▸ Supplied entries:

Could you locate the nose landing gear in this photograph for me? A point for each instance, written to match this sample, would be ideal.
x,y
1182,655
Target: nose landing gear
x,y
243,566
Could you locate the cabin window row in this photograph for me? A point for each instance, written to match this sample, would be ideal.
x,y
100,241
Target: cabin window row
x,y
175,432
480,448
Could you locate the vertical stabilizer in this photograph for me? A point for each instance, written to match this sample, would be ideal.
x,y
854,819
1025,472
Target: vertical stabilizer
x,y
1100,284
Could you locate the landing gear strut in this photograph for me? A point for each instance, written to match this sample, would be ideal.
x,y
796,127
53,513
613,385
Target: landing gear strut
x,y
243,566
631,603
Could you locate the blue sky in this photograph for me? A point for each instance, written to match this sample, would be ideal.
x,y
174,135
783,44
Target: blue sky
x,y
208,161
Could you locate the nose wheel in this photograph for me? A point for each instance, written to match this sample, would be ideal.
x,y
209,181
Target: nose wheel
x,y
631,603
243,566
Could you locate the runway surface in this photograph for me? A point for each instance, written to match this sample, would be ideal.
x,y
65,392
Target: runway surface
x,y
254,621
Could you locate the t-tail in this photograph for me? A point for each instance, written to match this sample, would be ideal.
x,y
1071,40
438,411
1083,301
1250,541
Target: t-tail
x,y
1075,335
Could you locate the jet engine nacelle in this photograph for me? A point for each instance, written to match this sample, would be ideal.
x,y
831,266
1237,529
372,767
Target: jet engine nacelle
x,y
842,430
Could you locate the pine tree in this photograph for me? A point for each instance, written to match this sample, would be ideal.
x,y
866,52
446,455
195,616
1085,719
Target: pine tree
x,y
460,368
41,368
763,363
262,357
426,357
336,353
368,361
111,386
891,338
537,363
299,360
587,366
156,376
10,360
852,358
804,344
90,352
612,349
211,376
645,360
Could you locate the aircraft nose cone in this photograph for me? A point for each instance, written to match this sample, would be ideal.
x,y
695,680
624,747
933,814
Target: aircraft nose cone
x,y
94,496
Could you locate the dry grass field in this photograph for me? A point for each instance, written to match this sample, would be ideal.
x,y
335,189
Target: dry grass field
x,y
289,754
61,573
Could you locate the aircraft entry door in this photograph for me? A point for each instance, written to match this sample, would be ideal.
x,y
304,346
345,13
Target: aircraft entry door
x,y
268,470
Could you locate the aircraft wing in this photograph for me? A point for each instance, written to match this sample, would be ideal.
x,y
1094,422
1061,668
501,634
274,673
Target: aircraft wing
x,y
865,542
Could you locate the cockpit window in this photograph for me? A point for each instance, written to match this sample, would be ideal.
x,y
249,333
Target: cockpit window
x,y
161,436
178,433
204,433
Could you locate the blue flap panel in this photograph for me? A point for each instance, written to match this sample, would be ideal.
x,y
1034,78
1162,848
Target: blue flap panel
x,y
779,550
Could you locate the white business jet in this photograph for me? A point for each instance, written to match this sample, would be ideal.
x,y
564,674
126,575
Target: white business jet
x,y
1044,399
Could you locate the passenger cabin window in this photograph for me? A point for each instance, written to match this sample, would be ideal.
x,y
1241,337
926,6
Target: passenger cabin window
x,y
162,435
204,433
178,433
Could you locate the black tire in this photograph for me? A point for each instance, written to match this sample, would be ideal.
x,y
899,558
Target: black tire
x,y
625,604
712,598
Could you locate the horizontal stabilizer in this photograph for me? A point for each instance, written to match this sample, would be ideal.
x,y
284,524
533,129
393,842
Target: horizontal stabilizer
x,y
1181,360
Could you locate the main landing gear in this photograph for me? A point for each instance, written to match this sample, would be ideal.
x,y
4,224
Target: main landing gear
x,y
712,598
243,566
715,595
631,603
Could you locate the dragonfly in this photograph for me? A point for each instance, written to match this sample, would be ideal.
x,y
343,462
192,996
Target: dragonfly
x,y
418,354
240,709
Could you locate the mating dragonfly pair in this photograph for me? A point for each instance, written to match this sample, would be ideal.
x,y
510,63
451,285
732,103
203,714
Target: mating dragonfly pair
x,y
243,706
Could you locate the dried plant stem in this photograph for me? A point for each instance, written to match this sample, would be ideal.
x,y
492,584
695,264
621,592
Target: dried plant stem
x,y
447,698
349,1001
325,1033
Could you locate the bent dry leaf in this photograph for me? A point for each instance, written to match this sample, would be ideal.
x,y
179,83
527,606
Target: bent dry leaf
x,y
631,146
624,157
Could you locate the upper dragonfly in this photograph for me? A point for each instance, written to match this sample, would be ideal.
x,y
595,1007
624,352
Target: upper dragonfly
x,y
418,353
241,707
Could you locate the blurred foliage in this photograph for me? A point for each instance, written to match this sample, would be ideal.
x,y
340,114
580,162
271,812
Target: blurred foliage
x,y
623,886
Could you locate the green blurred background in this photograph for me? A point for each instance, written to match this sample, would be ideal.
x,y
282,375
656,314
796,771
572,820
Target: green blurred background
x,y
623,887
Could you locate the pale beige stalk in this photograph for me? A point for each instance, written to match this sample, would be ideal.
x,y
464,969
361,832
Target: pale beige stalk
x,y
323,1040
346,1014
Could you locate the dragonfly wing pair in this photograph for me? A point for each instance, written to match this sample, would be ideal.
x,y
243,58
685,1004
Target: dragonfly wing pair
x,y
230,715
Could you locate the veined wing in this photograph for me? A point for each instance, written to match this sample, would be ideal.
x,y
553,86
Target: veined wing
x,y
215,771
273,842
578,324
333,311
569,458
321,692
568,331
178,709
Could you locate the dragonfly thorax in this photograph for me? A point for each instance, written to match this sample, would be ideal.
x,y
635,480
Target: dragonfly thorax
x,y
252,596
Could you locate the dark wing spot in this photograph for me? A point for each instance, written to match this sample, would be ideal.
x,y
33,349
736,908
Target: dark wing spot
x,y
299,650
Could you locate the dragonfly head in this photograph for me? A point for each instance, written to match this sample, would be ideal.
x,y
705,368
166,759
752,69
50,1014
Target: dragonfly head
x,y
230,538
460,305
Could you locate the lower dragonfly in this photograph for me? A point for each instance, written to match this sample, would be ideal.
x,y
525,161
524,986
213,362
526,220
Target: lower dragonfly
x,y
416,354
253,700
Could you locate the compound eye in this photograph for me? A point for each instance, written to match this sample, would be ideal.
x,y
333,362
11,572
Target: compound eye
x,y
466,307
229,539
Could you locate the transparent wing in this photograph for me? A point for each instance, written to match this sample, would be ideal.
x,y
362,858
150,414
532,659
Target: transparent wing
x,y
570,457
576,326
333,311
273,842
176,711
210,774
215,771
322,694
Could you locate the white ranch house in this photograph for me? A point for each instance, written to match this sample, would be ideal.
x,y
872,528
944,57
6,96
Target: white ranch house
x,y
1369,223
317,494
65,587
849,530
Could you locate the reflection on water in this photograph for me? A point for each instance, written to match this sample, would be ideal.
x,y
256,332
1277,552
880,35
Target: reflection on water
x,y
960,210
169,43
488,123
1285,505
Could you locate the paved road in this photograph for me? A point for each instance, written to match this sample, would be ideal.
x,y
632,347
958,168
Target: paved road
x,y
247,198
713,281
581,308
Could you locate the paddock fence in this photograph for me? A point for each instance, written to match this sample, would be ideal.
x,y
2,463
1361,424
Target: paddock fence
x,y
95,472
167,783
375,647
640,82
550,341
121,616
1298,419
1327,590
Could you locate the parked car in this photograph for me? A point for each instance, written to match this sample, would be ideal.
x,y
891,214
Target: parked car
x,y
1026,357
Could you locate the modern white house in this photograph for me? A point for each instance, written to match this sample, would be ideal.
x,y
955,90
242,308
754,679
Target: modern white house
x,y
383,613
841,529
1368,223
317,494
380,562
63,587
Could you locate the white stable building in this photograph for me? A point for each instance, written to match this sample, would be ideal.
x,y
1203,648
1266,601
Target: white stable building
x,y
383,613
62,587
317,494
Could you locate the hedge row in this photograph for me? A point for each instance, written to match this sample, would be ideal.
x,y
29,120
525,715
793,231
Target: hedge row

▸ Exercise: Going through the entries above, tally every line that contains the string "hedge", then state only the total.

▸ Task answer: 2